» **Exercise goal**:
Convert the records below into a two-column CSV with the headers command and polygons, one row per record. Put each record's text and its answer in separate quoted fields, replacing any line breaks with spaces.

********

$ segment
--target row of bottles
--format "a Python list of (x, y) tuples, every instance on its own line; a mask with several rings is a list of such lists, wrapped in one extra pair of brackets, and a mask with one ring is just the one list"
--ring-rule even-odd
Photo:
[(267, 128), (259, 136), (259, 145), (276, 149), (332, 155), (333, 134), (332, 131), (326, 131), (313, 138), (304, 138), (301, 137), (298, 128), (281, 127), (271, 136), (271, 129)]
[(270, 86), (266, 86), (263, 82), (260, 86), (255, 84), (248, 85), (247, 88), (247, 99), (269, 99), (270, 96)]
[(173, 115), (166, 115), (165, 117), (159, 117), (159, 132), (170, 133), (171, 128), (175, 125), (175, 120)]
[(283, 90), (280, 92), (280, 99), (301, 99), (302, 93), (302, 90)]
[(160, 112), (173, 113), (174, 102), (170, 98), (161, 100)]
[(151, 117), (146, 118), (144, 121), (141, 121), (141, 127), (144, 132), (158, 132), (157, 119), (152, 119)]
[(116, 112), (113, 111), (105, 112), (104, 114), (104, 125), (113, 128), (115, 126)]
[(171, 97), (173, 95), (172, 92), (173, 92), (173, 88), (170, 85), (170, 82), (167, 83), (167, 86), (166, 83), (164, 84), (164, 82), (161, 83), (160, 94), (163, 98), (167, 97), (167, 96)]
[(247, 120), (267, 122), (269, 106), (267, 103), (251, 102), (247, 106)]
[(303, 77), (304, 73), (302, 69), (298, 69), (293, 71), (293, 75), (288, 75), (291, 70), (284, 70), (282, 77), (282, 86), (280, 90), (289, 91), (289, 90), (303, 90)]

********

» **Correct output**:
command,polygons
"$ segment --target row of bottles --format ""a Python list of (x, y) tuples, every instance on its own line; a mask with several rings is a list of such lists, wrapped in one extra pair of brackets, and a mask with one ring is just the one list"" --ring-rule even-odd Photo:","[(267, 128), (259, 136), (259, 145), (276, 149), (332, 155), (333, 134), (332, 131), (326, 131), (313, 138), (304, 138), (301, 137), (298, 128), (281, 127), (271, 136), (271, 129)] [(270, 86), (266, 86), (263, 82), (260, 86), (255, 84), (248, 85), (247, 88), (247, 99), (269, 99), (270, 96)] [(173, 115), (166, 115), (165, 117), (159, 117), (159, 132), (170, 133), (171, 128), (175, 125), (175, 120)] [(283, 90), (280, 92), (280, 99), (301, 99), (302, 93), (302, 90)] [(160, 112), (173, 113), (174, 102), (170, 98), (161, 100)] [(151, 117), (146, 118), (144, 121), (141, 121), (141, 127), (144, 132), (158, 132), (157, 119), (152, 119)] [(116, 112), (113, 111), (105, 112), (104, 114), (104, 125), (113, 128), (115, 126)] [(171, 97), (173, 95), (172, 92), (173, 92), (173, 88), (170, 85), (170, 82), (167, 83), (167, 86), (166, 83), (164, 84), (164, 82), (161, 83), (160, 94), (163, 98), (167, 97), (167, 96)] [(247, 120), (267, 122), (269, 106), (267, 103), (251, 102), (247, 106)] [(303, 77), (304, 73), (302, 69), (298, 69), (293, 71), (293, 75), (288, 75), (291, 70), (284, 70), (282, 77), (282, 86), (280, 90), (289, 91), (289, 90), (303, 90)]"